Point-per-instance localization data
---*---
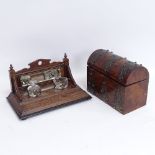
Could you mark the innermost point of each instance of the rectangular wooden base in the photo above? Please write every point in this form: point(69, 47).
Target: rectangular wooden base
point(34, 106)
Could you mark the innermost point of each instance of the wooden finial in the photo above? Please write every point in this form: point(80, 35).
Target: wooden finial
point(11, 67)
point(65, 55)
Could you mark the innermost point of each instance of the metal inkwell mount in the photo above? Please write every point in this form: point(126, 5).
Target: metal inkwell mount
point(45, 85)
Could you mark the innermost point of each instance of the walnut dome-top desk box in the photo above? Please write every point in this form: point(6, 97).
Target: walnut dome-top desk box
point(43, 86)
point(120, 83)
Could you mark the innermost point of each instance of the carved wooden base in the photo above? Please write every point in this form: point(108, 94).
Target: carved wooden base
point(33, 106)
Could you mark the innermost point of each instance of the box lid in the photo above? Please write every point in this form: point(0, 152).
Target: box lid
point(117, 68)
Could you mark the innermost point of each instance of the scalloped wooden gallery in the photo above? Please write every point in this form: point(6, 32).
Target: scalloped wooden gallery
point(120, 83)
point(45, 85)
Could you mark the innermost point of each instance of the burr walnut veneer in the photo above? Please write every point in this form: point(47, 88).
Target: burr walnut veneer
point(120, 83)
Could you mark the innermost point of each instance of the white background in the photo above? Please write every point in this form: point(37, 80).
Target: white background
point(32, 29)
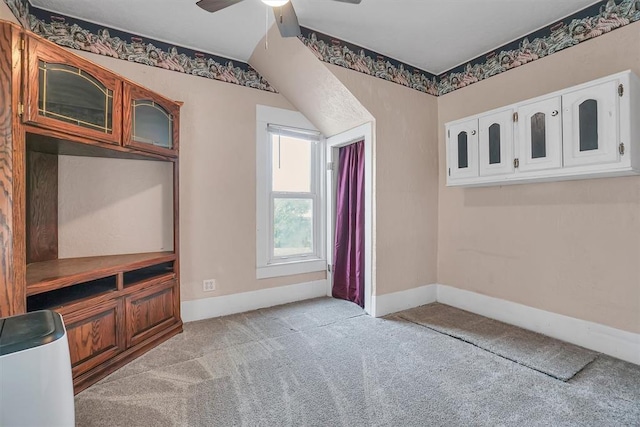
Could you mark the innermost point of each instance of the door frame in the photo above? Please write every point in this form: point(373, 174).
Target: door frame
point(333, 143)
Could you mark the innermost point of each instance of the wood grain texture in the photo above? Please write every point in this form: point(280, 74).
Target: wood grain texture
point(56, 142)
point(55, 274)
point(96, 320)
point(94, 335)
point(12, 292)
point(84, 380)
point(134, 92)
point(149, 311)
point(42, 50)
point(176, 233)
point(42, 207)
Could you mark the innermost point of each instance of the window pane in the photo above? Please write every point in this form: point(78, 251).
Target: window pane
point(538, 136)
point(588, 125)
point(494, 144)
point(291, 164)
point(292, 227)
point(463, 160)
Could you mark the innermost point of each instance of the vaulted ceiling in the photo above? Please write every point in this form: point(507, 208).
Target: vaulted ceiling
point(434, 35)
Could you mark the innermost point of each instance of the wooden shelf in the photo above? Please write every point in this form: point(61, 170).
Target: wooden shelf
point(55, 274)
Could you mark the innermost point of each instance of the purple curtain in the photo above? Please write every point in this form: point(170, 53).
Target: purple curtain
point(348, 254)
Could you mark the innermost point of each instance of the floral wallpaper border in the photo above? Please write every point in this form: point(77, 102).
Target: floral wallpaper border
point(583, 25)
point(586, 24)
point(335, 51)
point(89, 37)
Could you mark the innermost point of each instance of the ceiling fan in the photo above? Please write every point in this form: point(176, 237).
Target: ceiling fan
point(283, 9)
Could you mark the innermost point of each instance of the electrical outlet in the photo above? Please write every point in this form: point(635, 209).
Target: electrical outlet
point(209, 285)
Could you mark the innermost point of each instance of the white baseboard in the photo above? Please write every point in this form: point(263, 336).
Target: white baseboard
point(604, 339)
point(247, 301)
point(403, 300)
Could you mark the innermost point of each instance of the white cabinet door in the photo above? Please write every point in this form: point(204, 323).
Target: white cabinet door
point(496, 143)
point(539, 131)
point(462, 140)
point(590, 125)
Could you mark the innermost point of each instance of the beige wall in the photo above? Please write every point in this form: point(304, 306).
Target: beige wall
point(113, 206)
point(217, 183)
point(6, 14)
point(567, 247)
point(292, 68)
point(405, 180)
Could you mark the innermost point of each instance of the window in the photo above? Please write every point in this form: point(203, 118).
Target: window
point(290, 199)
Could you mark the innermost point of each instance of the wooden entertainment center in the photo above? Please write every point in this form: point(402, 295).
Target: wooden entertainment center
point(53, 102)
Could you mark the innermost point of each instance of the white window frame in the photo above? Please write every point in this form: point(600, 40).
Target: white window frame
point(266, 264)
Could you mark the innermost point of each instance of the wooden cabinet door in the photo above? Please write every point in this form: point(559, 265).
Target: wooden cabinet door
point(151, 122)
point(150, 311)
point(95, 335)
point(462, 144)
point(67, 93)
point(539, 130)
point(591, 125)
point(495, 143)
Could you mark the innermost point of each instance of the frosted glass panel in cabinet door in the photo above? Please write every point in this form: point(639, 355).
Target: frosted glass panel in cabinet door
point(462, 143)
point(539, 131)
point(496, 143)
point(590, 125)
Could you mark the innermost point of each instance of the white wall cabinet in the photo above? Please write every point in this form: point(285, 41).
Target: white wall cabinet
point(463, 150)
point(581, 132)
point(496, 143)
point(539, 136)
point(591, 124)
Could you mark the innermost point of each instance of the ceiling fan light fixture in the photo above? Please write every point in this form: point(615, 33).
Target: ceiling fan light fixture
point(275, 3)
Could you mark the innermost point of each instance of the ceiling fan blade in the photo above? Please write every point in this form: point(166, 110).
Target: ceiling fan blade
point(216, 5)
point(287, 20)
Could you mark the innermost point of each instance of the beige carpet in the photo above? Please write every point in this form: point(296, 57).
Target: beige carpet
point(325, 363)
point(553, 357)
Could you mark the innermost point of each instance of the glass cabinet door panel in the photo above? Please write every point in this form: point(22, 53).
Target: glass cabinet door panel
point(588, 118)
point(591, 124)
point(538, 136)
point(463, 156)
point(539, 130)
point(494, 144)
point(152, 124)
point(69, 94)
point(462, 150)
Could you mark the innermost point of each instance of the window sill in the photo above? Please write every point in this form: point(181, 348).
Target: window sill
point(291, 268)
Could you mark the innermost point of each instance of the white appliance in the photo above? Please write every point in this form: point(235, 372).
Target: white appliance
point(36, 386)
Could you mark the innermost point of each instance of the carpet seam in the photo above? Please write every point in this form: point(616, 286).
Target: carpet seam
point(494, 353)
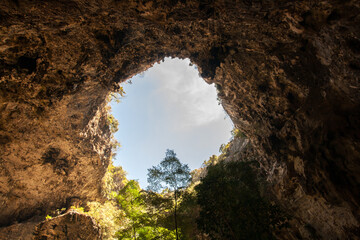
---*---
**Task item:** Print the records above verbatim, minus any pictures.

**Solved problem:**
Could you mark the innermost point of each instance of the rectangular wooden base in the photo above? Please write every point in this form: point(69, 47).
Target: rectangular wooden base
point(34, 106)
Could you mark the innermost point of each instance of the wooden finial in the photo above? Please write every point in this form: point(80, 35).
Target: wooden finial
point(11, 67)
point(65, 55)
Could you mark the innermost point of each instance of the metal inkwell mount in the photo above? Please write every point in this form: point(126, 5).
Target: metal inkwell mount
point(45, 85)
Could you mark the innermost point of each instance of the walnut dome-top desk box in the photo above? Please write every point in this form: point(6, 97).
Target: walnut dome-top desk box
point(43, 86)
point(120, 83)
Could you mark the innermost point of each instance of the carved wooden base in the photo above? Please write every point in this form: point(108, 94).
Target: carved wooden base
point(33, 106)
Could you mark the innermost point of each instance of the box lid in the photo above? Please write every point in this form: point(0, 152).
Target: box lid
point(117, 68)
Could you mark the innermost point of each instance of the scalloped wooden gallery in the photo above? Please write every point in this form: point(6, 32).
Target: scalloped wooden gallery
point(120, 83)
point(45, 85)
Could you mark the innermost point of each instance of the burr walnut veneer in the photo above? Please write every point in this form: point(47, 88).
Target: burr walnut veneer
point(120, 83)
Could you mark the innermost point of each instance of the white background in the photo above? Please write every point in this form: point(37, 80).
Target: white background
point(32, 29)
Could you mark the innermost point of each instance of the door frame in the photo above? Please write every point in this form: point(373, 174).
Target: door frame
point(333, 143)
Could you mark the innermost point of each instance of the wood grain texture in the photo above? Please write every point in this form: point(280, 74).
Target: wood grain texture
point(56, 142)
point(55, 274)
point(96, 320)
point(94, 335)
point(12, 292)
point(84, 380)
point(134, 92)
point(149, 311)
point(42, 50)
point(176, 233)
point(42, 207)
Could you mark the innermost point of each instance of the window pane in the photo above? Please write every point in this form: point(78, 251).
Target: window pane
point(538, 136)
point(588, 125)
point(494, 144)
point(291, 164)
point(292, 227)
point(463, 160)
Could you mark the innermost point of each instance of the vaulted ceiling in the photo above? Please write every point in this form: point(507, 208).
Target: vaulted ceiling
point(434, 35)
Could you mark the innermost point of each instance of the wooden shelf in the photo above? Please write every point in this form: point(61, 170).
Target: wooden shelf
point(55, 274)
Could you mark the innermost point of each instance of the purple curtain in the photo above? Please write every point in this form: point(170, 53).
Target: purple curtain
point(348, 254)
Could you mark the innermost point of each instance of the floral wallpaper border in the photo above? Please write every point in this form: point(77, 102).
Target: floral wallpaper border
point(583, 25)
point(586, 24)
point(335, 51)
point(89, 37)
Could you mark the innermost point of each instance of the ceiling fan in the photo above? Please write every point in this form: point(176, 237).
Target: ceiling fan
point(283, 9)
Could you mark the innermost point of each instance of the electrical outlet in the photo above? Please write every point in this form: point(635, 209).
Target: electrical outlet
point(209, 285)
Could you mark the innermost point of each instance of the white baseboard in the photo above? Please write every point in this form: point(263, 336).
Target: white baseboard
point(604, 339)
point(247, 301)
point(403, 300)
Could you mark the innermost point of each instance of the white cabinet door in the photo above? Please write every point in this form: point(204, 323).
Target: white cabinet door
point(496, 143)
point(539, 131)
point(462, 140)
point(590, 125)
Could you mark the innermost point of each instance of the beige wall in the photo above? Please write every point in this form: point(304, 306).
Target: beige wall
point(113, 206)
point(217, 183)
point(6, 14)
point(567, 247)
point(292, 68)
point(405, 180)
Could you mark the innermost point of each instance of the window in the photo above? Please write every point in this form: point(203, 118).
Target: window
point(290, 199)
Could you mark the innermost point of each instance of the wooden entertainment center in the photo above? Please write every point in this form: point(402, 295).
Target: wooden entertainment center
point(53, 102)
Could you mark the innermost point of each instance of the white window frame in the photo above? Please write every point in this form: point(600, 40).
Target: white window frame
point(266, 264)
Could you mark the innermost point of each instance of the wooden cabinet door in the photo above? Please write every point in this form: point(559, 265).
Target: wooden cabinet door
point(151, 122)
point(150, 311)
point(95, 335)
point(462, 144)
point(67, 93)
point(539, 130)
point(591, 125)
point(495, 143)
Could you mark the innermost point of each instance of the frosted glass panel in cabinet door in the photo above? Please write every point in this form: point(639, 355).
Target: frosted glass panel in cabinet door
point(462, 143)
point(539, 131)
point(496, 143)
point(590, 125)
Could you mark the innermost point of each instance of the white wall cabinet in the photo above? Please write every point in this form: point(285, 41).
Target: white wall cabinet
point(463, 150)
point(581, 132)
point(496, 143)
point(539, 136)
point(591, 124)
Could you mark the innermost point of each instance of the ceiling fan light fixture in the photo above? Please write every point in this form: point(615, 33).
Target: ceiling fan light fixture
point(275, 3)
Could you mark the innermost point of each instance of the ceiling fan blade in the photo above? Please write every point in this form: point(166, 110).
Target: ceiling fan blade
point(216, 5)
point(287, 20)
Could you mark the innermost point of each instance of the beige carpet in the photo above? Please write every point in this form: point(296, 57).
Target: beige carpet
point(325, 363)
point(553, 357)
Could you mark the innermost point of each instance of the glass cabinet door panel in the photo above? Please write every point in this form: point(22, 53).
Target: glass cabinet door panel
point(588, 118)
point(591, 124)
point(538, 136)
point(463, 156)
point(539, 130)
point(494, 144)
point(152, 124)
point(69, 94)
point(462, 150)
Could you mark the innermost point of each instance of the window sill in the photo above? Please write every point in this form: point(181, 348).
Target: window sill
point(291, 268)
Could you mark the innermost point of each instance of the white appliance in the photo above? Please write every point in this form: point(235, 372).
Target: white appliance
point(36, 386)
Could you mark the innermost point of each instance of the carpet seam in the photo above? Please write every point in this form: point(616, 286).
Target: carpet seam
point(494, 353)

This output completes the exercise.